*** Artigo
O que a agenda do ministro de Minas e Energia revela sobre as prioridades do setor energético

01/03/2019, às 10:35 | Tempo estimado de leitura: 18 min
Por Maurício Ângelo
Novo ministro de Minas e Energia, o almirante Bento Albuquerque tem nas mãos uma pasta fundamental para o país.
Crédito: Valter Campanato/Agência Brasil

Anunciado como ministro de Minas e Energia em um contexto de ampla presença militar no governo Bolsonaro – são cerca de 100 nomes, sobretudo em áreas estratégias – o almirante Bento Albuquerque tem nas mãos uma pasta fundamental para o país,  que gerencia um extenso quadro de órgãos decisivos para a matriz energética em diversas frentes e tem um orçamento previsto em 2019 de R$ 56,3 bilhões.
******
*** Material extraído
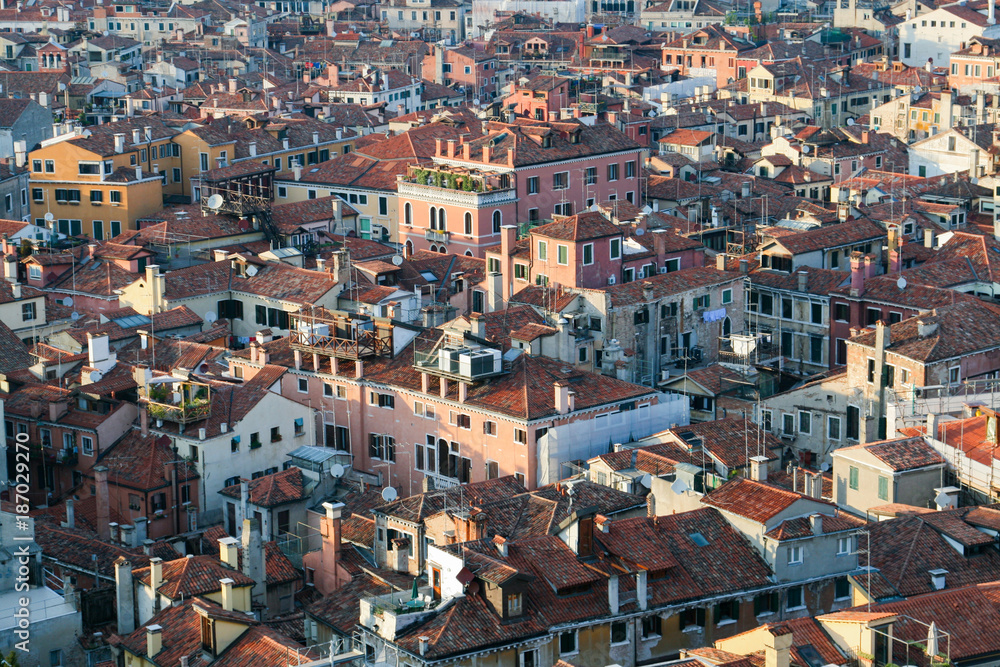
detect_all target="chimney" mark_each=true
[219,577,236,611]
[552,380,570,415]
[219,537,240,570]
[149,556,163,606]
[237,518,267,603]
[764,632,793,667]
[635,570,649,611]
[94,466,111,542]
[146,625,163,658]
[608,574,618,614]
[115,556,135,636]
[851,252,865,296]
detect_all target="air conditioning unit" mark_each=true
[458,350,503,378]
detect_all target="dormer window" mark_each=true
[507,593,524,616]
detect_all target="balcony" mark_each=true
[424,229,451,243]
[289,311,393,359]
[141,378,212,425]
[396,164,517,208]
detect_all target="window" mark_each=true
[556,245,569,266]
[559,630,579,655]
[785,586,806,611]
[781,414,795,435]
[826,417,840,440]
[786,546,802,565]
[833,577,851,600]
[799,412,812,435]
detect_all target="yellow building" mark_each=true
[174,116,357,202]
[29,119,181,240]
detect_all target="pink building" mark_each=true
[486,211,705,300]
[230,307,658,495]
[396,164,517,258]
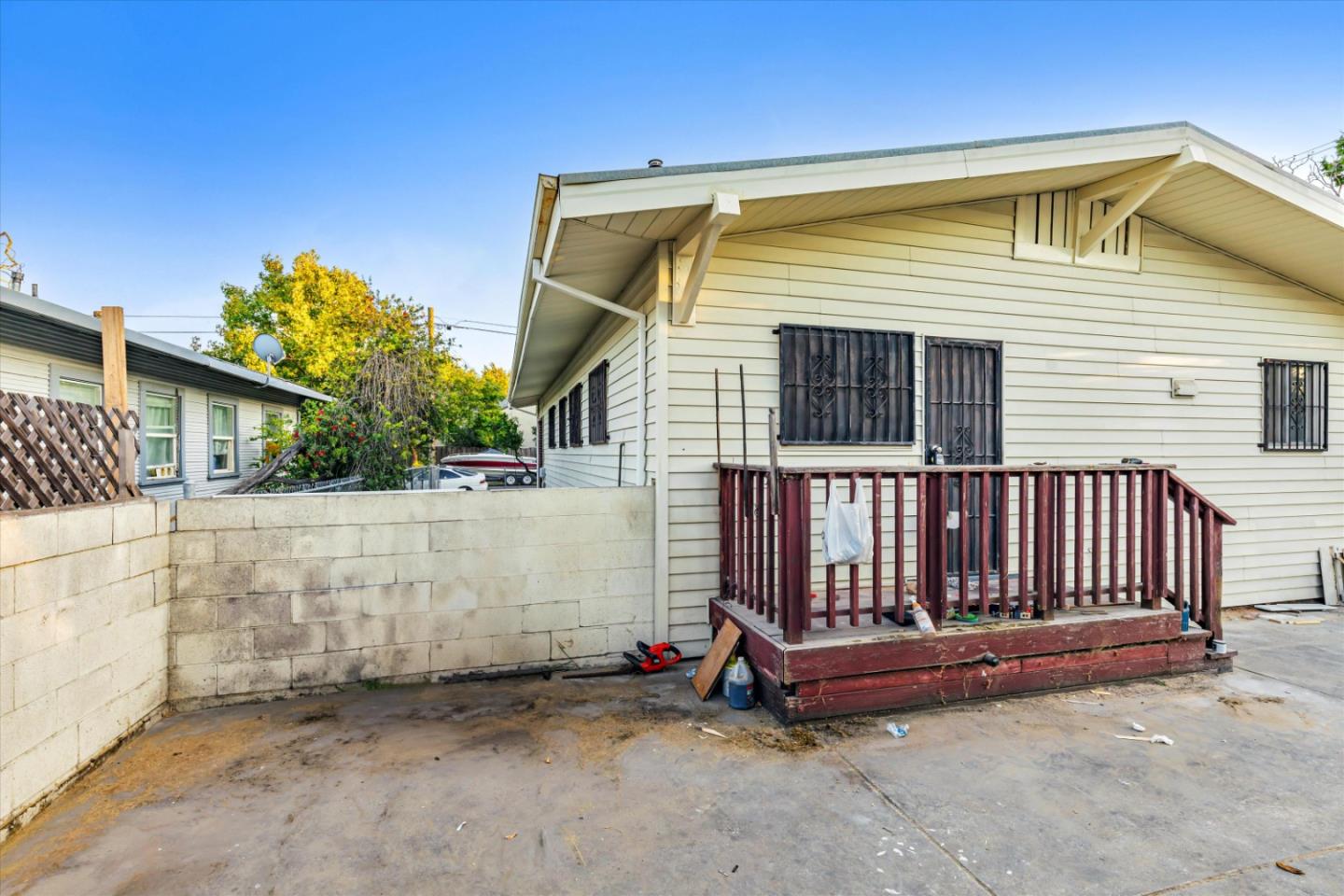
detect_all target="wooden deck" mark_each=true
[709,599,1231,721]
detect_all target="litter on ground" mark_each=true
[1115,735,1176,747]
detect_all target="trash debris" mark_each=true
[1259,612,1323,626]
[1115,735,1176,747]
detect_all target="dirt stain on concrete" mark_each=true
[3,715,269,896]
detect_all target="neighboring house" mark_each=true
[504,407,537,453]
[0,287,329,498]
[510,122,1344,649]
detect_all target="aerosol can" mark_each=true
[723,657,755,709]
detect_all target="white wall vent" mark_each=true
[1014,189,1143,272]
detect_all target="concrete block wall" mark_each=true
[168,487,653,709]
[0,498,172,838]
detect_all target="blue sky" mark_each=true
[0,0,1344,365]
******
Por favor, copie do artigo o trecho que começa em "01/03/2019, às 10:35" e vai até "R$ 56,3 bilhões.", incluindo essas palavras. Os dados não têm nenhum papel nesta atividade.

Resolução da tarefa
01/03/2019, às 10:35 | Tempo estimado de leitura: 18 min
Por Maurício Ângelo
Novo ministro de Minas e Energia, o almirante Bento Albuquerque tem nas mãos uma pasta fundamental para o país.
Crédito: Valter Campanato/Agência Brasil

Anunciado como ministro de Minas e Energia em um contexto de ampla presença militar no governo Bolsonaro – são cerca de 100 nomes, sobretudo em áreas estratégias – o almirante Bento Albuquerque tem nas mãos uma pasta fundamental para o país,  que gerencia um extenso quadro de órgãos decisivos para a matriz energética em diversas frentes e tem um orçamento previsto em 2019 de R$ 56,3 bilhões.